### Document section
# Project Title: Synthetic Product Review Generation for Market Analysis

## Project Description

This project aims to use deep learning to generate synthetic product reviews based on real reviews from an e-commerce platform (e.g., Amazon). Students will fine-tune a pre-trained GPT-2 model to create realistic synthetic reviews. The generated data will then be analyzed to draw insights into real-world customer preferences, common issues, and overall sentiment towards specific products or product categories.

## Project Steps

### Part 1: Data Collection and Preliminary Analysis (10 points)

    Data Collection
        Collect a dataset of product reviews from an e-commerce platform. We advise to use a readily available data set such as [Amazon Product Reviews](https://www.kaggle.com/datasets/arhamrumi/amazon-product-reviews).
        
    Data Cleaning
        Investigate if you have to do preprocessing streps such as removing duplicates, non-English posts, and irrelevant content.
        Implement necessary preprocessing steps (e.g., tokenization, cleaning).

### Given entries
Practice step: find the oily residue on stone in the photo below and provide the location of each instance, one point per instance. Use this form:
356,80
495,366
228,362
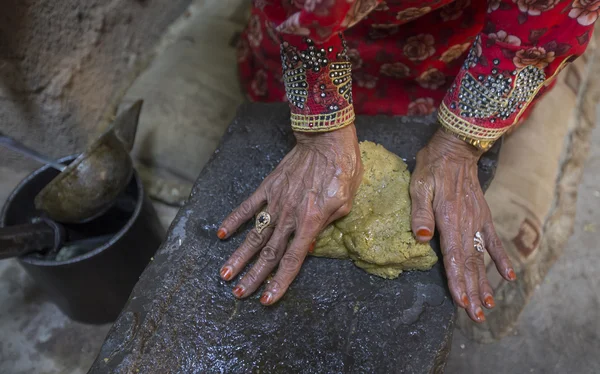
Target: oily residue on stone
376,234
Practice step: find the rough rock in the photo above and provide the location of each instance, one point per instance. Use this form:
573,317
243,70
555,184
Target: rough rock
335,318
64,62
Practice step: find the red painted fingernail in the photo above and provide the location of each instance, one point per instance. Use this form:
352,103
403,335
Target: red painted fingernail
479,314
266,298
511,274
226,272
424,232
238,291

### Work item A
Translate into Spanish this sentence from the synthetic product review project description: "Students will fine-tune a pre-trained GPT-2 model to create realistic synthetic reviews."
### Work item B
Please carry the synthetic product review project description forward from its last line.
Nothing here requires the records.

### Answer section A
Los estudiantes ajustarán un modelo GPT-2 preentrenado para crear reseñas sintéticas realistas.

### Answer section B
        
    Preliminary Data Analysis and Visualization
        Perform preliminary data analysis and visualization to understand the characteristics of the dataset (e.g., review length, sentiment distribution, common keywords, etc).
        Visualize the data using charts (e.g., bar charts for rating distribution, word clouds for common keywords).

### Part 2: Deep Learning Model (10 points)

    Fine-tune GPT-2
        Fine-tune a GPT-2 model on the collected dataset to generate synthetic product reviews. Provide fully commented code (for example in pytorch) that goes line-by-line through the finetuning process (to see an example of the fine-tuning process check out for example [https://colab.research.google.com/drive/13dZVYEOMhXhkXWfvSMVM1TTtUDrT6Aeh](https://colab.research.google.com/drive/13dZVYEOMhXhkXWfvSMVM1TTtUDrT6Aeh)). Don't just use one-liners with a high level API (like Hugging Face trainer). Provide the link to a code repository in your report where you share the fully commented and reproducible code.
        
    Exploration of Synthetic Data Quality
        Use systematic prompt engineering to ensure the synthetic reviews are coherent and relevant to the products being reviewed.
        Evaluate the quality of the generated reviews using both quantitative metrics (e.g., perplexity) and qualitative methods (e.g., human evaluation).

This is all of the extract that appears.